• Source data:

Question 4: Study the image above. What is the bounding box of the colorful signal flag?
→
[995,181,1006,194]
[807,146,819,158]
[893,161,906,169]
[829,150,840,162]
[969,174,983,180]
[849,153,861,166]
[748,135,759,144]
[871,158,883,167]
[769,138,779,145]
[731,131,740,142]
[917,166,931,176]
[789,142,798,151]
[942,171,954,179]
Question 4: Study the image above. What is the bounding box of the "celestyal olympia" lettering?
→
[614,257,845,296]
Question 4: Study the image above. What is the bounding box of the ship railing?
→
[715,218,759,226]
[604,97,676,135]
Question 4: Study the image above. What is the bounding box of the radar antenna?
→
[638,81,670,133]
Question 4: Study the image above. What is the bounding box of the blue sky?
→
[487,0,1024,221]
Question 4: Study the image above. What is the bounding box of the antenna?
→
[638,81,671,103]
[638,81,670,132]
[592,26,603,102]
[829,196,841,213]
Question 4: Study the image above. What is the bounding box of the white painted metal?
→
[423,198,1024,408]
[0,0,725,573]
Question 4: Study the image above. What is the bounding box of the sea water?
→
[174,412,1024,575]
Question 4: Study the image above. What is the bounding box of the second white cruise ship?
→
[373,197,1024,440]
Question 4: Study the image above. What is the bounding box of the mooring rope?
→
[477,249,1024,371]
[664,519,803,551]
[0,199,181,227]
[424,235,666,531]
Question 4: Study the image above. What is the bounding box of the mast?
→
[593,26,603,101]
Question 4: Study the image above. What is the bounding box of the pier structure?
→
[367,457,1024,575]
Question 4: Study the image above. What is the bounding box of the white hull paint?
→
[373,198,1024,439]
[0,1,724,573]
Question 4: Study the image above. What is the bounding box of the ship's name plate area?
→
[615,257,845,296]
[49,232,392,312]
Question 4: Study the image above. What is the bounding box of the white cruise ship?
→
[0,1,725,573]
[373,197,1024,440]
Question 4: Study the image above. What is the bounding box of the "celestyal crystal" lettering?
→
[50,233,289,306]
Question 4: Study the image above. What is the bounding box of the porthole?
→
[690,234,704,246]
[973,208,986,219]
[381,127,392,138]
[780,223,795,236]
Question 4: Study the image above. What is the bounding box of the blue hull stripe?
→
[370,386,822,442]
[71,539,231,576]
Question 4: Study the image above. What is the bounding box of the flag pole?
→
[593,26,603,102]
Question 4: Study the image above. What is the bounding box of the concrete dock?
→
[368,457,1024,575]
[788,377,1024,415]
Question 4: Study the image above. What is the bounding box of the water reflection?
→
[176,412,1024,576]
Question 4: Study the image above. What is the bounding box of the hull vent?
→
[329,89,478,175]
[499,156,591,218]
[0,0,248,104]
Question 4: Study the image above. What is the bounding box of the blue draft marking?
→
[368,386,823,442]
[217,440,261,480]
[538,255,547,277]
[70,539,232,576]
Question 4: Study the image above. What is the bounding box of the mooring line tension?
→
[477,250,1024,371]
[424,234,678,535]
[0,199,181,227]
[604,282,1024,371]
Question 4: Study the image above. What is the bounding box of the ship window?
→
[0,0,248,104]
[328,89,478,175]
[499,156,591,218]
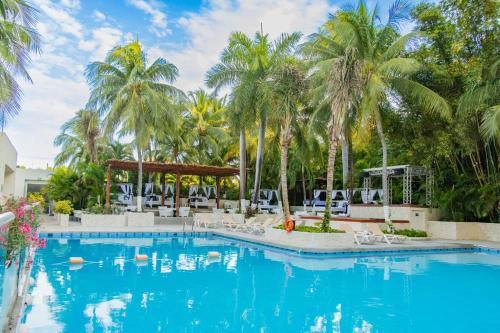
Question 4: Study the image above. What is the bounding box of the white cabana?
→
[117,183,133,205]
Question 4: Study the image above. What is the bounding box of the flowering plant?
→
[0,197,46,265]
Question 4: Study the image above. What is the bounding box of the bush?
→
[54,200,73,215]
[27,192,45,209]
[84,204,114,215]
[384,228,428,237]
[274,224,345,233]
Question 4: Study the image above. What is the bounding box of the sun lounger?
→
[245,214,283,234]
[193,213,221,229]
[337,224,376,245]
[365,224,407,244]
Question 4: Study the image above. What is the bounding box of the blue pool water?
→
[22,237,500,332]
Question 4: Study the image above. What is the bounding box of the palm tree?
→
[344,2,451,222]
[0,0,40,130]
[54,109,100,167]
[458,58,499,143]
[206,30,302,208]
[86,41,183,211]
[268,62,306,220]
[185,90,229,165]
[305,1,450,225]
[303,30,362,230]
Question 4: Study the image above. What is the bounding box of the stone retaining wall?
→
[427,221,500,242]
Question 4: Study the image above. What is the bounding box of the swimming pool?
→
[22,236,500,332]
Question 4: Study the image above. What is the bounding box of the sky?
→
[5,0,411,169]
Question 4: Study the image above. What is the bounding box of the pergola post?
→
[216,176,221,209]
[105,164,111,208]
[161,173,166,206]
[175,172,180,216]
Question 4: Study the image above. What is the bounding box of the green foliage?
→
[0,0,40,129]
[84,204,114,215]
[384,229,428,237]
[274,224,344,233]
[27,192,45,210]
[54,200,73,215]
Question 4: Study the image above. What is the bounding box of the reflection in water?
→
[22,237,500,333]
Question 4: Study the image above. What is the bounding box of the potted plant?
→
[54,200,73,226]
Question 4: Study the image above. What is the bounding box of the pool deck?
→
[39,215,500,254]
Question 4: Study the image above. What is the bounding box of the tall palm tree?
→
[303,31,362,230]
[54,109,100,167]
[305,1,450,225]
[0,0,40,130]
[86,41,183,211]
[185,90,228,165]
[206,30,302,208]
[344,2,451,222]
[268,62,306,220]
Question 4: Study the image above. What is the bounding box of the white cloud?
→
[60,0,80,10]
[127,0,170,37]
[151,0,334,92]
[32,0,83,38]
[78,27,124,61]
[93,10,106,22]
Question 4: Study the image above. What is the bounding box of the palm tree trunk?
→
[239,127,247,211]
[301,164,307,209]
[252,116,266,206]
[280,131,291,220]
[375,110,390,223]
[341,136,349,189]
[323,133,339,231]
[137,146,143,212]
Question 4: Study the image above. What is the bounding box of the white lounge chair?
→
[193,213,220,228]
[365,224,407,244]
[338,224,376,245]
[245,214,283,234]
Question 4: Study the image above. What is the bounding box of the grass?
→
[274,224,345,233]
[384,228,428,237]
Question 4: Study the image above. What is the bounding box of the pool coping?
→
[37,230,499,257]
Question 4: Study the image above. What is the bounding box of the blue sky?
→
[5,0,413,168]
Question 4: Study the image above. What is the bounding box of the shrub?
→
[84,204,113,215]
[384,228,428,237]
[54,200,73,215]
[274,224,345,233]
[27,192,45,209]
[0,197,46,262]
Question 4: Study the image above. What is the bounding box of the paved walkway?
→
[39,215,495,254]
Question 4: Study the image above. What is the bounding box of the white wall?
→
[14,167,52,197]
[427,221,500,242]
[350,204,440,230]
[0,133,17,196]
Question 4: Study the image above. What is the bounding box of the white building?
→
[0,132,52,198]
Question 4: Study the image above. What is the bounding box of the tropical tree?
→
[54,109,100,167]
[86,41,183,211]
[0,0,40,130]
[349,2,450,223]
[206,30,302,208]
[303,25,362,230]
[268,62,306,220]
[185,90,228,165]
[305,1,450,225]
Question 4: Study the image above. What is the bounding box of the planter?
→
[81,214,126,227]
[126,212,154,227]
[56,213,69,227]
[265,227,353,248]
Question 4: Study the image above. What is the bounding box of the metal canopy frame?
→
[362,165,433,206]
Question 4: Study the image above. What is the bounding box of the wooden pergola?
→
[105,159,240,215]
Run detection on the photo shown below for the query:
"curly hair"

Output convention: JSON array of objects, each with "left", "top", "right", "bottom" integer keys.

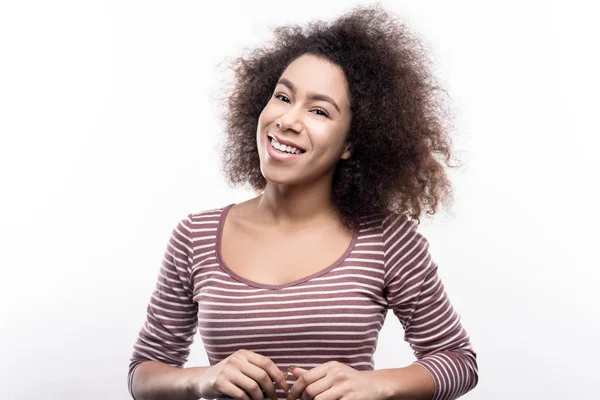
[{"left": 217, "top": 4, "right": 461, "bottom": 230}]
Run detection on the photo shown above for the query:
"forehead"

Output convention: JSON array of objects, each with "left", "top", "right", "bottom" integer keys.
[{"left": 279, "top": 54, "right": 350, "bottom": 109}]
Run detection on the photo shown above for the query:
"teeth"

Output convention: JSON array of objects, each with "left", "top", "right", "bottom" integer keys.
[{"left": 270, "top": 136, "right": 303, "bottom": 154}]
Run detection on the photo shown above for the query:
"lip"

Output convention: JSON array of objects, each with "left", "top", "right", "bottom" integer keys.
[
  {"left": 268, "top": 133, "right": 306, "bottom": 152},
  {"left": 266, "top": 135, "right": 304, "bottom": 162}
]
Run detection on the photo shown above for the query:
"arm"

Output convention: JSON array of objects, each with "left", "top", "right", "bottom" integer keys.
[
  {"left": 366, "top": 364, "right": 435, "bottom": 400},
  {"left": 128, "top": 216, "right": 204, "bottom": 400},
  {"left": 380, "top": 214, "right": 479, "bottom": 400},
  {"left": 131, "top": 362, "right": 210, "bottom": 400}
]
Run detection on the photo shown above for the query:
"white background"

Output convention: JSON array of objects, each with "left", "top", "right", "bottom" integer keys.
[{"left": 1, "top": 1, "right": 598, "bottom": 399}]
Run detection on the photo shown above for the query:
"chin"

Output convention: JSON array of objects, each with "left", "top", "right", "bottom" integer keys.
[
  {"left": 260, "top": 167, "right": 298, "bottom": 186},
  {"left": 262, "top": 172, "right": 293, "bottom": 186}
]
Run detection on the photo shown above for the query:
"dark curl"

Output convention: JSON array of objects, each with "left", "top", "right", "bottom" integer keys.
[{"left": 217, "top": 4, "right": 461, "bottom": 229}]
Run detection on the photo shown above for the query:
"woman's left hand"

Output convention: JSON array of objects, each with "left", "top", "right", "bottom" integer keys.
[{"left": 286, "top": 362, "right": 382, "bottom": 400}]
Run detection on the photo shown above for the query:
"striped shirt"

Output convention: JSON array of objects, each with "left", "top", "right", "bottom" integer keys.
[{"left": 128, "top": 203, "right": 478, "bottom": 400}]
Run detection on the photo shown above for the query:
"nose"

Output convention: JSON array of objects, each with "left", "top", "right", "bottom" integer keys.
[{"left": 276, "top": 105, "right": 303, "bottom": 133}]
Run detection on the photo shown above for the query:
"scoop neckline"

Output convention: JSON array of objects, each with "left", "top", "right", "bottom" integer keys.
[{"left": 215, "top": 203, "right": 360, "bottom": 290}]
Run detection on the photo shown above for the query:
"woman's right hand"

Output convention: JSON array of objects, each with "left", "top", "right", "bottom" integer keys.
[{"left": 191, "top": 349, "right": 290, "bottom": 400}]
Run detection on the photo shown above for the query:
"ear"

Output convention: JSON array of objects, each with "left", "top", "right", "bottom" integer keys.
[{"left": 340, "top": 142, "right": 352, "bottom": 160}]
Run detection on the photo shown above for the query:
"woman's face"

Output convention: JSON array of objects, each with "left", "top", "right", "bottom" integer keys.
[{"left": 257, "top": 53, "right": 352, "bottom": 187}]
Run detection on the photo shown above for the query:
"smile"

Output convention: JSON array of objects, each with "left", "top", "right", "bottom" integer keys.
[
  {"left": 267, "top": 134, "right": 306, "bottom": 154},
  {"left": 266, "top": 134, "right": 305, "bottom": 161}
]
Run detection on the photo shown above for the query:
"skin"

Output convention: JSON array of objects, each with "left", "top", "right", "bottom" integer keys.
[
  {"left": 246, "top": 53, "right": 436, "bottom": 400},
  {"left": 131, "top": 53, "right": 436, "bottom": 400},
  {"left": 254, "top": 53, "right": 352, "bottom": 229},
  {"left": 220, "top": 53, "right": 357, "bottom": 288}
]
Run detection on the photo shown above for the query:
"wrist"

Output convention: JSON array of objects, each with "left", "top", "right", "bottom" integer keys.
[
  {"left": 180, "top": 366, "right": 211, "bottom": 399},
  {"left": 368, "top": 366, "right": 435, "bottom": 400},
  {"left": 364, "top": 370, "right": 393, "bottom": 400}
]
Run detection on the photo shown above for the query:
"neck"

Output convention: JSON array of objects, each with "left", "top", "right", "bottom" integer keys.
[{"left": 257, "top": 175, "right": 339, "bottom": 229}]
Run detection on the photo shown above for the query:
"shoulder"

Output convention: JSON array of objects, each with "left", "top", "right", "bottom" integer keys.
[
  {"left": 377, "top": 212, "right": 437, "bottom": 287},
  {"left": 173, "top": 204, "right": 232, "bottom": 241},
  {"left": 374, "top": 211, "right": 420, "bottom": 244},
  {"left": 188, "top": 203, "right": 231, "bottom": 220},
  {"left": 378, "top": 211, "right": 432, "bottom": 262},
  {"left": 186, "top": 203, "right": 232, "bottom": 225}
]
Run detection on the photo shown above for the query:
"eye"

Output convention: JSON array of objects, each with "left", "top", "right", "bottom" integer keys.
[
  {"left": 312, "top": 108, "right": 329, "bottom": 118},
  {"left": 274, "top": 93, "right": 329, "bottom": 118},
  {"left": 274, "top": 93, "right": 291, "bottom": 103}
]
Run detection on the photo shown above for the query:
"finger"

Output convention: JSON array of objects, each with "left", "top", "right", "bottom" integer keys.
[
  {"left": 234, "top": 356, "right": 281, "bottom": 400},
  {"left": 287, "top": 365, "right": 328, "bottom": 400},
  {"left": 230, "top": 370, "right": 268, "bottom": 400},
  {"left": 315, "top": 385, "right": 345, "bottom": 400},
  {"left": 288, "top": 365, "right": 308, "bottom": 377},
  {"left": 298, "top": 376, "right": 333, "bottom": 400},
  {"left": 244, "top": 351, "right": 289, "bottom": 396},
  {"left": 217, "top": 378, "right": 252, "bottom": 400}
]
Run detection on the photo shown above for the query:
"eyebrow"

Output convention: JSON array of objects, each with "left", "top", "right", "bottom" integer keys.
[{"left": 276, "top": 78, "right": 342, "bottom": 114}]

• How to complete this task: Everything above from the line with "of the grass?" to the line with "of the shrub?", both included, must be repeated exactly, and nothing outside that range.

• The answer:
Question 4: Study the image above. What is the bounding box of the grass?
→
[274,224,345,233]
[384,228,428,237]
Question 4: Study the image above. What is the bounding box of the pool coping?
→
[37,230,499,257]
Question 4: Study the image above. What is the bounding box of the blue sky?
→
[5,0,413,168]
Question 4: Study the image above. What is the bounding box of the shrub?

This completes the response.